--- Work to complete ---
Locate every line in the rows below that contains the string "boat", matching case exactly, and copy each of those lines.

──────── Provided material ────────

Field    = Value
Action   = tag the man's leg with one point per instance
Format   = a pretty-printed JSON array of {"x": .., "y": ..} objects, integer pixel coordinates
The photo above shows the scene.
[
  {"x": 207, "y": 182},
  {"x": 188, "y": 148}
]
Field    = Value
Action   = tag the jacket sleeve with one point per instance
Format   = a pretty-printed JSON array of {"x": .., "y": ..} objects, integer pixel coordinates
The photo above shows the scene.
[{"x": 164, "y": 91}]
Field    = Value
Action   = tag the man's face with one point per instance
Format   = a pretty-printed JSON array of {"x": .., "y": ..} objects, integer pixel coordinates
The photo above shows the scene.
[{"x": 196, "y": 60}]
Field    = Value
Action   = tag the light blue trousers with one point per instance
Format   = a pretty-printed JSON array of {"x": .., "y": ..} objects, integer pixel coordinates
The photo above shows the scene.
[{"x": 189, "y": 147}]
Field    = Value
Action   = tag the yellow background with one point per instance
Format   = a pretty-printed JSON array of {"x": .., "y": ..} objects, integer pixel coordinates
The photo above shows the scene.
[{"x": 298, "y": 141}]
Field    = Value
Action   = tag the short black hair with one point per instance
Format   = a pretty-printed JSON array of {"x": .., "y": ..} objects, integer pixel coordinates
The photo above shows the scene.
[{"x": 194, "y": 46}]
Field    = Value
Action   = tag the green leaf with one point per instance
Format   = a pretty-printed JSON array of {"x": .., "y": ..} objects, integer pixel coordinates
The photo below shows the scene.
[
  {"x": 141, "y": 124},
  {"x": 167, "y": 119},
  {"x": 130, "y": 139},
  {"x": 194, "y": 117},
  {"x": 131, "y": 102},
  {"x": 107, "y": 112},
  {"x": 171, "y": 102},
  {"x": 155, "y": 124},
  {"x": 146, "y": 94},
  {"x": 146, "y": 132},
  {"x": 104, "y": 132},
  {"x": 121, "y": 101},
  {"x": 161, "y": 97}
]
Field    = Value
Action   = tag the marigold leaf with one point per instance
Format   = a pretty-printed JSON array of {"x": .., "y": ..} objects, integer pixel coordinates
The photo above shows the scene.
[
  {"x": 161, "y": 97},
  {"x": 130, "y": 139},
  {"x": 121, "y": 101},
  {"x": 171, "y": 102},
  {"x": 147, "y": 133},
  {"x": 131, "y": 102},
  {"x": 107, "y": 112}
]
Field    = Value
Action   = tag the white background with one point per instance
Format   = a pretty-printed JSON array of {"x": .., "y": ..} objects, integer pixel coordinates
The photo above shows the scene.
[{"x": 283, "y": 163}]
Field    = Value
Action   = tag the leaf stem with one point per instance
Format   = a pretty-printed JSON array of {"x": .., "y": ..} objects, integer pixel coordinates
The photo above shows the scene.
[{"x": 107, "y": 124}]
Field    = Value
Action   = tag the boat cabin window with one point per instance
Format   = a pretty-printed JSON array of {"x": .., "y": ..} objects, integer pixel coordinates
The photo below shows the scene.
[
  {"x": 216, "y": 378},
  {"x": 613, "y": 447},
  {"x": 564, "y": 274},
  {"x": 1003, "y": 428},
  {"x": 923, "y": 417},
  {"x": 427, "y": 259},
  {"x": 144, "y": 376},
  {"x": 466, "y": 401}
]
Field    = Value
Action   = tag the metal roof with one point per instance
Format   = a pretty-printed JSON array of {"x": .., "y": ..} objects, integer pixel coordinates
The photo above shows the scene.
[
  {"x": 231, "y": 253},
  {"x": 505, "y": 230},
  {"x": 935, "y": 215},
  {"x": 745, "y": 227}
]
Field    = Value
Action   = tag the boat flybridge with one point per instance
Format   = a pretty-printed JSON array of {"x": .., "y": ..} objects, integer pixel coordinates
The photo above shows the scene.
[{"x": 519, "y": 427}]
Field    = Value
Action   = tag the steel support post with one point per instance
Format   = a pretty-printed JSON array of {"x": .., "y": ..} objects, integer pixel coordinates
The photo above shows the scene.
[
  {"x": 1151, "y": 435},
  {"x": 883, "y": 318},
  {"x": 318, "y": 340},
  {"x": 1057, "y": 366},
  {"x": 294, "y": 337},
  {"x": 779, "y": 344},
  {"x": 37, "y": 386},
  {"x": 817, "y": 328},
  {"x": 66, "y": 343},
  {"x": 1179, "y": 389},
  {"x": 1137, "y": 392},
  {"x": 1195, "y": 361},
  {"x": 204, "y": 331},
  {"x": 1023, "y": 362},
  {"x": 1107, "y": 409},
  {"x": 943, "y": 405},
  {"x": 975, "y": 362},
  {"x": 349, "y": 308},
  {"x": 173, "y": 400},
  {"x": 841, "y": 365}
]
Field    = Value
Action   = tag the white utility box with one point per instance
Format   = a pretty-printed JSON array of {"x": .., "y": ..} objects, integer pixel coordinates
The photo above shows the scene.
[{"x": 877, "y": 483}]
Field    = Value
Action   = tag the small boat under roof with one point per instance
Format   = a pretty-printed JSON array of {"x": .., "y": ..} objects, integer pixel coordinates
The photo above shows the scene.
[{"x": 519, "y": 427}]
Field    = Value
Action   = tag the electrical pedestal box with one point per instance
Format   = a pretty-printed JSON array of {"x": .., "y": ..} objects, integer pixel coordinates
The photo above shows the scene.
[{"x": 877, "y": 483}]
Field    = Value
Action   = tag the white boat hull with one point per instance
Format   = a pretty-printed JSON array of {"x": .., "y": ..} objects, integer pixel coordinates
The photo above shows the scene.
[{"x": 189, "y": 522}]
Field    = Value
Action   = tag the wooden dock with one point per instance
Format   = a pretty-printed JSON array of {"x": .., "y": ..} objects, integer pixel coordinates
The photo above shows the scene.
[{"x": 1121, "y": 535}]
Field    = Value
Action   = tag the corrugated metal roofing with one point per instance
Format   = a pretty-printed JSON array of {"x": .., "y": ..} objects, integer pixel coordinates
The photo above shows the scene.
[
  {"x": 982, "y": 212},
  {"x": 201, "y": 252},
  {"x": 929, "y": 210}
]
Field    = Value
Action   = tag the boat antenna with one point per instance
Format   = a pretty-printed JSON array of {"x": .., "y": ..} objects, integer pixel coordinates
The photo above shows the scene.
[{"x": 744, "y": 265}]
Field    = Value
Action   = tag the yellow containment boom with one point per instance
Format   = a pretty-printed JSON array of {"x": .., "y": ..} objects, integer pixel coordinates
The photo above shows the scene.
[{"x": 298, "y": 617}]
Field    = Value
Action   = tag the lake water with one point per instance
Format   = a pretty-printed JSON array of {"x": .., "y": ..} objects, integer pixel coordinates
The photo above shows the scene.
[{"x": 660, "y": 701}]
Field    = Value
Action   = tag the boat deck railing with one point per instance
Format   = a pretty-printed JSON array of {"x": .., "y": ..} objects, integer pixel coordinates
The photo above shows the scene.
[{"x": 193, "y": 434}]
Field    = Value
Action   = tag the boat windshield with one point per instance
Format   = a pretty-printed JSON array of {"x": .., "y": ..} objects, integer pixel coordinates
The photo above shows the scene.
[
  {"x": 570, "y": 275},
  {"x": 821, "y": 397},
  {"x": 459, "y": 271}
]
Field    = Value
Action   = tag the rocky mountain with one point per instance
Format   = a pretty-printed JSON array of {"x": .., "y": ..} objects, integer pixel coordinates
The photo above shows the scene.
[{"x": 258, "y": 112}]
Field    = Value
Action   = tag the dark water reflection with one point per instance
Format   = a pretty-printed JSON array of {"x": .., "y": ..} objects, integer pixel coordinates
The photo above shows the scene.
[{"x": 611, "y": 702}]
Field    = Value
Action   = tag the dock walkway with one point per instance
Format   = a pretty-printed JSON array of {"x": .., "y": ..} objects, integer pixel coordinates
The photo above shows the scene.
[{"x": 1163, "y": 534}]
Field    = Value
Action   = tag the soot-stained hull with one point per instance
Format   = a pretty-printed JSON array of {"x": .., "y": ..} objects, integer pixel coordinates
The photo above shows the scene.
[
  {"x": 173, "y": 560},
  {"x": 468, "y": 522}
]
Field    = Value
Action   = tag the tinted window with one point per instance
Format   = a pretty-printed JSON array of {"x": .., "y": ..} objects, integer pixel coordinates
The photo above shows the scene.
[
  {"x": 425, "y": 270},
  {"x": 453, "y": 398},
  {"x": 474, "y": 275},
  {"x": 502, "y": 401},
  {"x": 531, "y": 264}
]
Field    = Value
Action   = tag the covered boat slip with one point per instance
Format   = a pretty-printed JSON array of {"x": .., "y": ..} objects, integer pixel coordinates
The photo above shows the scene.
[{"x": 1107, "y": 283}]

────────

--- Solution ---
Action   = tag the boat cabin window with one point per instance
Action   = tag the boat flybridge with one point per instance
Action   = tag the small boat under roof with one point per instance
Action   = tag the white boat hull with one point per instance
Action   = tag the boat antenna with one point per instance
Action   = tag the boat deck railing with one point per instance
Action   = tag the boat windshield with one point per instance
Action   = tag the covered boat slip with one point per instance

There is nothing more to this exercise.